- _Saved data entries_:
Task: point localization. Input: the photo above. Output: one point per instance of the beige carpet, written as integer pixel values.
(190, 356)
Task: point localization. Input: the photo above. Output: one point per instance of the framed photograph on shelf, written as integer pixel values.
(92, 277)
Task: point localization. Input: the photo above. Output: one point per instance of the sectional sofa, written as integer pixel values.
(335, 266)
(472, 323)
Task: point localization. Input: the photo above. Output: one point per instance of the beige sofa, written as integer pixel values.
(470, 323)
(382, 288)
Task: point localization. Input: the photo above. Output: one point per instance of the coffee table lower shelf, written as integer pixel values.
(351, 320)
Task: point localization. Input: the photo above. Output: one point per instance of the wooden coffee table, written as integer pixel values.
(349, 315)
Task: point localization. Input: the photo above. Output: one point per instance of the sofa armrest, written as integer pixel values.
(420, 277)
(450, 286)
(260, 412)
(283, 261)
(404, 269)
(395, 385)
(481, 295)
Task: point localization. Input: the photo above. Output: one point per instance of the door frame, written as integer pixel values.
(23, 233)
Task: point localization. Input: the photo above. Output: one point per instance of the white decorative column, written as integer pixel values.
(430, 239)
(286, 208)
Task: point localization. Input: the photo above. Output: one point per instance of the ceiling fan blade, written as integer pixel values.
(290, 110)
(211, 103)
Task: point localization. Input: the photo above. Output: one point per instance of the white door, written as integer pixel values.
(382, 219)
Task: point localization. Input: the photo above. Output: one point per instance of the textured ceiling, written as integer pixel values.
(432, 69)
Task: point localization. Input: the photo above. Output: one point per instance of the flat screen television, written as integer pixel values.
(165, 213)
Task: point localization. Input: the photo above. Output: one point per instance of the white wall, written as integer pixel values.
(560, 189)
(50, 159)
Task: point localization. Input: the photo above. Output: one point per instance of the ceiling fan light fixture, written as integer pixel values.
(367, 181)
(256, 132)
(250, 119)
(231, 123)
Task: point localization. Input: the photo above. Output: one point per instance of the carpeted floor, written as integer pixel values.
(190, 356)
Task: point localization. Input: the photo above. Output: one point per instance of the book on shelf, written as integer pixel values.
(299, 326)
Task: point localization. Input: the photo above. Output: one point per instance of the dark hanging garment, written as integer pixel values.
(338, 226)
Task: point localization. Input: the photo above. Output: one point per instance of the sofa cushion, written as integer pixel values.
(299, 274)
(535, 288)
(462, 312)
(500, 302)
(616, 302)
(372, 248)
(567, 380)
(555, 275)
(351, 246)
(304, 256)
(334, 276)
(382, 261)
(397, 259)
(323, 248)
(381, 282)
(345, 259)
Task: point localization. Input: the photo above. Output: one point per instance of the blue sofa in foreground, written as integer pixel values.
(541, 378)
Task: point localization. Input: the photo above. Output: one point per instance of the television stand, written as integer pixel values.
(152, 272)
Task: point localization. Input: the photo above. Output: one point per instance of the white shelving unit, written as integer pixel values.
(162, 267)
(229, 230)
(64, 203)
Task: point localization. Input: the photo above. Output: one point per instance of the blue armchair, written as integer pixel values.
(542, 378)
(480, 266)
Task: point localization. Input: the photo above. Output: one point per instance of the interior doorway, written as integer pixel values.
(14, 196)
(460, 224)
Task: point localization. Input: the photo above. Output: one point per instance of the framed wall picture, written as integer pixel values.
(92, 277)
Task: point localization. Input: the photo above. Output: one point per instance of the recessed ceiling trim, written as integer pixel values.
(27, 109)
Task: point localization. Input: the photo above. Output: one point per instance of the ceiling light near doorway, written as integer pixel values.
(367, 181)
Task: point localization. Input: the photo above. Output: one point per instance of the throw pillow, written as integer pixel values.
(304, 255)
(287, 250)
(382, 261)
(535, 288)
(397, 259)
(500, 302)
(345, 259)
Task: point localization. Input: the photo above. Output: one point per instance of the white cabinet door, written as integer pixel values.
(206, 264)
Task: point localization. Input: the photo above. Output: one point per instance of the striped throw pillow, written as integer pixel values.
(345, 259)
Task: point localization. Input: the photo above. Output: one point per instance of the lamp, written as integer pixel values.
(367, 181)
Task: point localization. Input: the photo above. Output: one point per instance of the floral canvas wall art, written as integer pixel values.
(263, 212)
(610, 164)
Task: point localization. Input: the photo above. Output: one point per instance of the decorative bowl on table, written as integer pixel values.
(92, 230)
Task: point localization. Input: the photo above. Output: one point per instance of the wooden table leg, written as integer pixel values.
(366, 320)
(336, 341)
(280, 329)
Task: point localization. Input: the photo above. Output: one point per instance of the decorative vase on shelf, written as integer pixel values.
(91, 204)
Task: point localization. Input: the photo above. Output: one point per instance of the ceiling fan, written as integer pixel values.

- _Task directions_: Restate the entries above, keeping every word intact.

- _Answer_:
Task: point localization. Input: the photo above. Output: one point per instance of the beige carpet, written as integer pixel values.
(190, 356)
Task: point localization. Input: the photo above. Output: one point per instance of the framed photograph on shelf, written as integer pixel values.
(92, 277)
Task: point localization. Input: the photo above. Output: one point per instance of the sectional sofa, written as integer pixel values.
(335, 266)
(472, 323)
Task: point localization. Input: the photo above. Output: one point per instance of the beige sofa, written as integer pixel values.
(470, 323)
(382, 288)
Task: point localization. Input: the photo above. Output: one point per instance of the coffee table lower shelf, written as integer pixel values.
(351, 320)
Task: point localization. Input: the photo above. Output: one point per instance of the wooden coffee table, written as integer pixel values.
(349, 315)
Task: point localization. Input: the photo above. Output: one point per instance of the sofa armrest, written as integer pixel values.
(420, 277)
(450, 286)
(260, 412)
(283, 261)
(404, 269)
(395, 385)
(481, 295)
Task: point localization. Input: the photo above. Output: one point per instance of the door frame, written as integer pixel values.
(23, 233)
Task: point localization. Input: the photo above. Output: one point per instance of the white decorative column, written as integer pixel values.
(430, 239)
(286, 208)
Task: point localization. Input: the photo above. Output: one point per instance of the ceiling fan blade, written as integer pixel values.
(290, 110)
(211, 103)
Task: point localization. Input: the photo above. Output: one point per instance of the white door, written as integer pixel values.
(382, 219)
Task: point localization. Input: the photo above. Output: one point per instance of the textured ceiling, written as integer pixel values.
(432, 69)
Task: point localization. Input: the photo above. Output: one point per instance of the flat screen television, written as integer pixel values.
(165, 213)
Task: point localization. Input: the photo above. Output: one point per instance of the white wall, written as integer pixel values.
(560, 189)
(50, 159)
Task: point localization. Input: the photo above. Output: one point per instance of the ceiling fan light fixture, written as integer pixel values.
(367, 181)
(256, 132)
(250, 119)
(231, 123)
Task: point localization. Input: the photo above. Output: one point per instance of the carpeted floor, written as integer pixel values.
(190, 356)
Task: point localization. Input: the photo above. Output: one point per instance of the book on shelf, written as integer pixel values.
(299, 326)
Task: point localization. Input: the photo above. Output: one point per instance of the dark hanging garment, written as integer pixel values.
(338, 226)
Task: point localization. Input: the photo above. Output: one point per instance of the sofa cushion, written as integer pixel values.
(299, 274)
(535, 288)
(462, 312)
(500, 302)
(616, 302)
(372, 248)
(567, 380)
(555, 275)
(351, 246)
(304, 256)
(334, 276)
(382, 261)
(397, 259)
(323, 248)
(381, 282)
(345, 259)
Task: point localization. Input: the photo above. Output: one point per instance of the blue sofa in foreground, written as integer pixel values.
(541, 378)
Task: point localization. Input: the photo above. Output: one point per instance of the television stand, written as integer pixel values.
(152, 272)
Task: point localization. Input: the photo above. Output: one point per instance of the white shelving unit, written as integer pixel values.
(162, 267)
(229, 230)
(64, 203)
Task: point localization. Input: the photo above. Output: one point per instance of the blue armchair, written as integer pixel values.
(542, 378)
(480, 266)
Task: point localization. Input: the photo above. Output: one point per instance of the interior doorway, written as integer pixel values.
(14, 196)
(460, 224)
Task: point localization. Input: the photo above. Output: one point per instance of the framed wall picture, written as integer pixel values.
(92, 277)
Task: point localization. Input: the photo above. Output: one point per instance of the recessed ceiling trim, written as integer pixel values.
(27, 109)
Task: point localization. Input: the photo above. Output: one point per instance of the ceiling light near doorway, written as integer pixel values.
(367, 181)
Task: point localization. Input: the photo above. Output: one point per instance of the throw pillow, written as integer pixel values.
(304, 255)
(287, 250)
(382, 261)
(535, 288)
(397, 259)
(500, 302)
(345, 259)
Task: point localization. Input: the photo above. Output: one point per instance of the white cabinet door, written as integer pixel values.
(206, 264)
Task: point localization. Input: the photo above. Output: one point per instance of the striped throw pillow, written as integer pixel values.
(345, 259)
Task: point localization. Input: the photo above. Output: one point per instance of the lamp, written as integer pixel values.
(367, 181)
Task: point localization. Input: the photo above. Output: one point per instance of the floral canvas wall art, written as integer pixel values.
(263, 212)
(610, 164)
Task: point localization. Input: the photo above. Output: one point per instance of the decorative bowl on table, written as integer pixel values.
(92, 230)
Task: point localization. Input: the photo above. Output: one point per instance of the wooden table leg, written as integer pixel values.
(366, 320)
(336, 341)
(280, 329)
Task: point localization. Input: the photo above. Output: one point per instance of the decorative vase on shelf, written as integer pixel values.
(91, 204)
Task: point localization. Input: the photo above. Output: one point per instance of the ceiling fan, written as integer pixel values.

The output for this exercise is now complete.